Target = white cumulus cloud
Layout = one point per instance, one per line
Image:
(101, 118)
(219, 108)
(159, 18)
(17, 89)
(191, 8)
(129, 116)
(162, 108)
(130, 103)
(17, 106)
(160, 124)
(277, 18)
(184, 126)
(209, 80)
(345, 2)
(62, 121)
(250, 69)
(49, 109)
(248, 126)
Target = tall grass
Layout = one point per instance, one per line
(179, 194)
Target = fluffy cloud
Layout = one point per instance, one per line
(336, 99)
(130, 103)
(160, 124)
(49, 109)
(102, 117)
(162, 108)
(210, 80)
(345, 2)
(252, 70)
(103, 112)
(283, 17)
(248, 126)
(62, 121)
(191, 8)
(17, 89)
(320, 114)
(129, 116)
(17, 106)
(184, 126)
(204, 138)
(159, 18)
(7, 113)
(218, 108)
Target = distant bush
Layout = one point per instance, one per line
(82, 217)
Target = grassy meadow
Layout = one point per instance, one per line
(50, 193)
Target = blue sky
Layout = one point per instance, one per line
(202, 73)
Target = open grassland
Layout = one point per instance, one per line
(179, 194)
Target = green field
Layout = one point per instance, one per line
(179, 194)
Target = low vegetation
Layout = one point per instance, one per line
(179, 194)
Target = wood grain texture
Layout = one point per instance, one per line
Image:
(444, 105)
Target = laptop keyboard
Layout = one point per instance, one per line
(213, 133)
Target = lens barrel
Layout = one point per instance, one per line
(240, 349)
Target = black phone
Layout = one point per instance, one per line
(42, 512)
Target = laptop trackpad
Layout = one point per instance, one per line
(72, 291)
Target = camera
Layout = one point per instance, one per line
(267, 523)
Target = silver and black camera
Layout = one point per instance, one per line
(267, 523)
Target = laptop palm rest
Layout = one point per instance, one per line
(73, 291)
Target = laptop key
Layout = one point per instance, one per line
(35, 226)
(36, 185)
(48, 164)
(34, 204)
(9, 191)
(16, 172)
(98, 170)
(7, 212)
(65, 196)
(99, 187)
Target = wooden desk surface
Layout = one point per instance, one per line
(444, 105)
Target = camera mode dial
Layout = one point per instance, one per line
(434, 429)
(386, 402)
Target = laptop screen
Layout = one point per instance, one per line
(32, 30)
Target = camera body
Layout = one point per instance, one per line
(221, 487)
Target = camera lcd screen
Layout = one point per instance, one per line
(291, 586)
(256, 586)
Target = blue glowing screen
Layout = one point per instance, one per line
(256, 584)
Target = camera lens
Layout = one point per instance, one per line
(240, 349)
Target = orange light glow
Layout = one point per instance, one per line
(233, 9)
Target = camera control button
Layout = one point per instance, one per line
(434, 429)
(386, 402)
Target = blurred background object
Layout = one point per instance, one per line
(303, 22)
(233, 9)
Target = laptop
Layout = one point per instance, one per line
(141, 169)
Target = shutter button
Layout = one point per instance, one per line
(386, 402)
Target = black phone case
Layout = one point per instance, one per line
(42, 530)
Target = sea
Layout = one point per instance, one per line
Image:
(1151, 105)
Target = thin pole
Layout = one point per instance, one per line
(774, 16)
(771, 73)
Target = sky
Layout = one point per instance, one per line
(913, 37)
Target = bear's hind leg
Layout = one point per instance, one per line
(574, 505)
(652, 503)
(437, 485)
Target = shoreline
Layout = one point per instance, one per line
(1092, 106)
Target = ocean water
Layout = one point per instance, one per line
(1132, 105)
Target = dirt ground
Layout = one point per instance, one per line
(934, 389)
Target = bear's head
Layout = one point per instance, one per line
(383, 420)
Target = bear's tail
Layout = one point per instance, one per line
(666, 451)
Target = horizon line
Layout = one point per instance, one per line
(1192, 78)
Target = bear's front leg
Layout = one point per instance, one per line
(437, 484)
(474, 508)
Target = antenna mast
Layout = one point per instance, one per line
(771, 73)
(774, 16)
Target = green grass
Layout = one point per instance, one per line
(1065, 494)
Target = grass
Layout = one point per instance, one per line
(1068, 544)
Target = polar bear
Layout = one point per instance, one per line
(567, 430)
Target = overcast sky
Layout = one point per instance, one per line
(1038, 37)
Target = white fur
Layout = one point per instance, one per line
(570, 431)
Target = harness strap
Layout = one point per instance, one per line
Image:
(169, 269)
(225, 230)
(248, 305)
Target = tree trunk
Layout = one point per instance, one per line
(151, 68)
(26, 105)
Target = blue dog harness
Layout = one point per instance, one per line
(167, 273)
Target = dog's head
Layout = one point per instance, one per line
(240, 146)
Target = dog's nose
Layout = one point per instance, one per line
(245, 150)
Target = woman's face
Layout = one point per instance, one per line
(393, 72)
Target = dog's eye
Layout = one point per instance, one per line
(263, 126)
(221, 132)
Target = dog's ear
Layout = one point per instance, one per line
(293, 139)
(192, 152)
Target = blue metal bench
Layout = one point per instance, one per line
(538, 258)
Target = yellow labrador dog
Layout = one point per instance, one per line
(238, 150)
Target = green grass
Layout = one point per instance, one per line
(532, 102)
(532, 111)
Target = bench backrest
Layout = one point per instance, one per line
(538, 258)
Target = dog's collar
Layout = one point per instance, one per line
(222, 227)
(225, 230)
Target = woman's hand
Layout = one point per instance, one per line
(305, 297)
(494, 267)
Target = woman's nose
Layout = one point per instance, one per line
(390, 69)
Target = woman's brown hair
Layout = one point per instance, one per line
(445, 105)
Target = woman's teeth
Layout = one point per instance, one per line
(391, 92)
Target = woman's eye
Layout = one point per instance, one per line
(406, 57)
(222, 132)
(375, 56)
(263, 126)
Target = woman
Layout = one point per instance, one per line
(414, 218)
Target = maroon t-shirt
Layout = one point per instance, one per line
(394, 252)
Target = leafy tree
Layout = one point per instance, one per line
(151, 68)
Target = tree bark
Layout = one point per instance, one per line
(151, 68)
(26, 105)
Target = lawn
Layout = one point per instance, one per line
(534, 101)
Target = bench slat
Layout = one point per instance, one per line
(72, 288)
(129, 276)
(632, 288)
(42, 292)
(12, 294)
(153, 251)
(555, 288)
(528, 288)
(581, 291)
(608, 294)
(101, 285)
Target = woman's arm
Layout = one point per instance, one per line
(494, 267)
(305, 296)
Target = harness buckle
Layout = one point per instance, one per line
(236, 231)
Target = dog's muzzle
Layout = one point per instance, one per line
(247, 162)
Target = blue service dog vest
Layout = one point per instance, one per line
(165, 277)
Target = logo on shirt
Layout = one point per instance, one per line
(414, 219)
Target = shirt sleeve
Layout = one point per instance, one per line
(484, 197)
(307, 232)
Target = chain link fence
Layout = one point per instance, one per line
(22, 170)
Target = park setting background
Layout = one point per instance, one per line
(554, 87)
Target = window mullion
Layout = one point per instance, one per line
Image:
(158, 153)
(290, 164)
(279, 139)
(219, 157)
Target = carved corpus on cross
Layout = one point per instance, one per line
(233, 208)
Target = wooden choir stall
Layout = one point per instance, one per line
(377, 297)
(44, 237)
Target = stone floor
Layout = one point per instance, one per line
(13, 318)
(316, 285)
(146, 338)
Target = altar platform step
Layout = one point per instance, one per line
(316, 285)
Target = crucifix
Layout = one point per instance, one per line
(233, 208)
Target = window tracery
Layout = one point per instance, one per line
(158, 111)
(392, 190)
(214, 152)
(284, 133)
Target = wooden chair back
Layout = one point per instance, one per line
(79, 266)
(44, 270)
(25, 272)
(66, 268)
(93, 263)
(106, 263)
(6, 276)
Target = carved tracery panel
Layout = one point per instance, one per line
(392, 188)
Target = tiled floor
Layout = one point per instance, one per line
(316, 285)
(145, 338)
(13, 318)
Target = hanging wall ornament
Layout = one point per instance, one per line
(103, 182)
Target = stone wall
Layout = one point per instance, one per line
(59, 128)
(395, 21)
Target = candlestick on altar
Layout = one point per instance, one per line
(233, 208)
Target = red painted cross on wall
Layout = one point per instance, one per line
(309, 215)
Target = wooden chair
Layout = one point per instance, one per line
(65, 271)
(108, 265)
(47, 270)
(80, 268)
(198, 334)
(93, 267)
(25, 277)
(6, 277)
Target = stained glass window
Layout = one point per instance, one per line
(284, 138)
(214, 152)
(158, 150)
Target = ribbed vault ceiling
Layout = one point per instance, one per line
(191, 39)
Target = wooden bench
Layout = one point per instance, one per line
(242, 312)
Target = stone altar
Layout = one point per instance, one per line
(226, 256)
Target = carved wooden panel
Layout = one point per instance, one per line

####################

__EXERCISE DETAILS__:
Output the stretch of the listing that begins with the line containing "Target = wooden chair back" and runs through the final line of the listing as a numbered list, including both ends and omitting any blank lines.

__EXERCISE SOLUTION__:
1. Target = wooden chair back
2. Layout = one point per instance, one per line
3. (79, 266)
4. (44, 270)
5. (25, 272)
6. (66, 268)
7. (93, 263)
8. (106, 263)
9. (6, 276)
10. Target = carved tracery panel
11. Layout = one point per instance, one per line
12. (392, 188)
13. Target = tiled floor
14. Layout = one point per instance, one per line
15. (316, 285)
16. (145, 338)
17. (13, 318)
18. Target = hanging wall ornament
19. Layout = one point per instance, one per line
20. (103, 182)
21. Target = stone wall
22. Layout = one point per instance, one per line
23. (59, 128)
24. (395, 21)
25. Target = candlestick on altar
26. Layout = one point per instance, one per line
27. (233, 208)
28. Target = red painted cross on wall
29. Layout = one point per instance, one per line
30. (309, 215)
31. Target = wooden chair
32. Layout = one point per instance, one per line
33. (65, 271)
34. (108, 265)
35. (47, 270)
36. (80, 268)
37. (198, 334)
38. (93, 267)
39. (25, 277)
40. (6, 277)
41. Target = stained glass window
42. Layout = one point per instance, one per line
43. (284, 138)
44. (214, 152)
45. (158, 150)
46. Target = ribbed vault ceiling
47. Layout = one point per instance, one per line
48. (191, 39)
49. Target = wooden bench
50. Layout = one point per instance, one per line
51. (242, 312)
52. Target = stone altar
53. Layout = one point per instance, one per line
54. (226, 256)
55. Target = carved wooden panel
56. Layout = one point per instance, one per line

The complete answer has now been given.